• _WHAT IS ASKED_: Count the lines of the data below that contain the string "azalea", treating uppercase and lowercase letters as different, and give only that number.

=-=-=

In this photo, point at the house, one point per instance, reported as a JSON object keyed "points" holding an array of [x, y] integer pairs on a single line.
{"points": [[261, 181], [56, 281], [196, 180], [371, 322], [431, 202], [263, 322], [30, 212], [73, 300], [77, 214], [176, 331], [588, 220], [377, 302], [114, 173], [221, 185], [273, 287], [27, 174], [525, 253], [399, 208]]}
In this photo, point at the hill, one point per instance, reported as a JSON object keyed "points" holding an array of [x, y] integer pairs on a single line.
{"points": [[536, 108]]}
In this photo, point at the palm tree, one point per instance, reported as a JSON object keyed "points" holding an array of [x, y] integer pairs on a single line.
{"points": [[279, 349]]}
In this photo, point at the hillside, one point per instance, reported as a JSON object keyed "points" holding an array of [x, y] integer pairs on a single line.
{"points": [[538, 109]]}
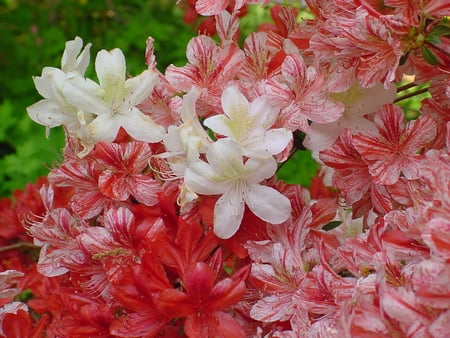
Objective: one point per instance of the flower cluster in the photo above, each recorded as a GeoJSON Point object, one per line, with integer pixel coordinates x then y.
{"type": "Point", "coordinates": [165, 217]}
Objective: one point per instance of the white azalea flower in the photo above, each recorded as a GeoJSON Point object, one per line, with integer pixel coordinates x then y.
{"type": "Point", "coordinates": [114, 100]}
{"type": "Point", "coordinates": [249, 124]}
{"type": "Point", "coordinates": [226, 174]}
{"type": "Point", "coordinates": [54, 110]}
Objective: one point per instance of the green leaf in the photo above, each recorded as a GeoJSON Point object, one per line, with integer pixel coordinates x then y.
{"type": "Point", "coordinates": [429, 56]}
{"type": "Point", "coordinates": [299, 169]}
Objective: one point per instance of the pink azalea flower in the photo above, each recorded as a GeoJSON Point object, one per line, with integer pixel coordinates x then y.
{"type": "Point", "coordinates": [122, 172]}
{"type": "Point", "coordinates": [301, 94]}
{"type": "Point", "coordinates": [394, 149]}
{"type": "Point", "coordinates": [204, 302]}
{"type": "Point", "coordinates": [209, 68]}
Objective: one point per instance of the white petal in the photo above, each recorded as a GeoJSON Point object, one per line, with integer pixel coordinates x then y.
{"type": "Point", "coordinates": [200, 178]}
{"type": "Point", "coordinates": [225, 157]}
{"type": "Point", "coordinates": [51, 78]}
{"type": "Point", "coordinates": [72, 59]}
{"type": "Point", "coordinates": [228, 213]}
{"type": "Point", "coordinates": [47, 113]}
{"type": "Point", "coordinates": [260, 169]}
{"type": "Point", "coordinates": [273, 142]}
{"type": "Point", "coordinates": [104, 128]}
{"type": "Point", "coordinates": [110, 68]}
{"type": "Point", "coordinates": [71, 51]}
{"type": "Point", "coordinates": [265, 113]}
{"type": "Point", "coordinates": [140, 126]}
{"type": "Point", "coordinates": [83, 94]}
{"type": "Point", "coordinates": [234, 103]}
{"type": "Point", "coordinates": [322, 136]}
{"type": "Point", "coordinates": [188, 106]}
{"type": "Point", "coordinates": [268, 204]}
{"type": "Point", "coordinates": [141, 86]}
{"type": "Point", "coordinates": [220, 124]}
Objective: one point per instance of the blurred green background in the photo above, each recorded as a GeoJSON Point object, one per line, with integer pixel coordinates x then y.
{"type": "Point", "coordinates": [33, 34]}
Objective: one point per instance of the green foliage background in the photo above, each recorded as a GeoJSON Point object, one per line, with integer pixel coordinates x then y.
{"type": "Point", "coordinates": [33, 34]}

=-=-=

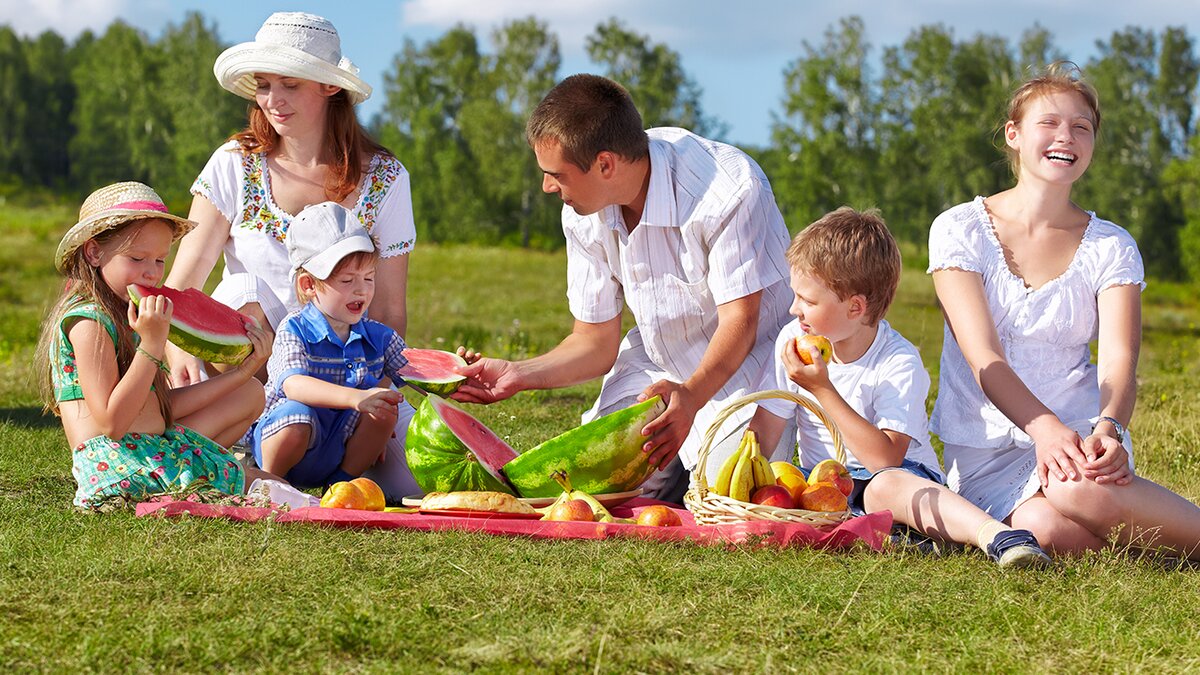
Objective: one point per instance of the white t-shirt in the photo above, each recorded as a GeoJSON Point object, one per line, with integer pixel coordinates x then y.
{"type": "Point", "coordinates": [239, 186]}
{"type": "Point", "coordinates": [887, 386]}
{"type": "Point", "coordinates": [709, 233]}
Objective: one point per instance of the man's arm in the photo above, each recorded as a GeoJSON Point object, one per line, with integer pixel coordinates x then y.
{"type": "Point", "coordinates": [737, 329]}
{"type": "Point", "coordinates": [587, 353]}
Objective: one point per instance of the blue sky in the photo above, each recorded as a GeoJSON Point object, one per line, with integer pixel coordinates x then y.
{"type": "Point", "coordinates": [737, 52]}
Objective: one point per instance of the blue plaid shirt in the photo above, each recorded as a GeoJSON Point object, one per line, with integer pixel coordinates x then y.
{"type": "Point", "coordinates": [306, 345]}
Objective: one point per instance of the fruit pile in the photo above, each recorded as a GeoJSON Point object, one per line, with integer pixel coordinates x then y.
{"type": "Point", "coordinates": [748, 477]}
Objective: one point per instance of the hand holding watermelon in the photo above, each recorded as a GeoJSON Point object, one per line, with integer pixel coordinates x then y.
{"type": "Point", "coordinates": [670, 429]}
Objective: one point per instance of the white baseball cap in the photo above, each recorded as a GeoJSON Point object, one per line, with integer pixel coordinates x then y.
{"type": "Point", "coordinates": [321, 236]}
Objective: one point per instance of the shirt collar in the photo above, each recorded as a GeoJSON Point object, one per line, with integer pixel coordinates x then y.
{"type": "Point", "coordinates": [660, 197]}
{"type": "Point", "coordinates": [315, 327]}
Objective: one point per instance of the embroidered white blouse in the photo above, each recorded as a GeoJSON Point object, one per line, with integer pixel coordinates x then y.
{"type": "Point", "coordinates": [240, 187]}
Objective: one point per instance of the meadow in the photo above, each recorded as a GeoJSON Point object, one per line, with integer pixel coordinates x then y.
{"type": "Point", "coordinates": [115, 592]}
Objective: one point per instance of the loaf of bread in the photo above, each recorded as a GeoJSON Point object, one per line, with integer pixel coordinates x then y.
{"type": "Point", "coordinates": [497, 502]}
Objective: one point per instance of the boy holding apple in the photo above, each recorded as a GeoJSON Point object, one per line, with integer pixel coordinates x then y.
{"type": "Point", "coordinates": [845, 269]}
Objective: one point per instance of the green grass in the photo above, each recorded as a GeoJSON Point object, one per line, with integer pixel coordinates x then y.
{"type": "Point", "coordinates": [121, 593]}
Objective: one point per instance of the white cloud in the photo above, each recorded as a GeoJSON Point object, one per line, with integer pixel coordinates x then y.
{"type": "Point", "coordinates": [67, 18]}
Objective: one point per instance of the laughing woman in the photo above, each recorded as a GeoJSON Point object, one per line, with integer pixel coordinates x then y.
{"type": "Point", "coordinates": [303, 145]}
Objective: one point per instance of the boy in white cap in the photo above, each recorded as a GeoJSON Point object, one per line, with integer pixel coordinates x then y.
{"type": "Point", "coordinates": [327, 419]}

=-=-=

• _SOLUTION_: 2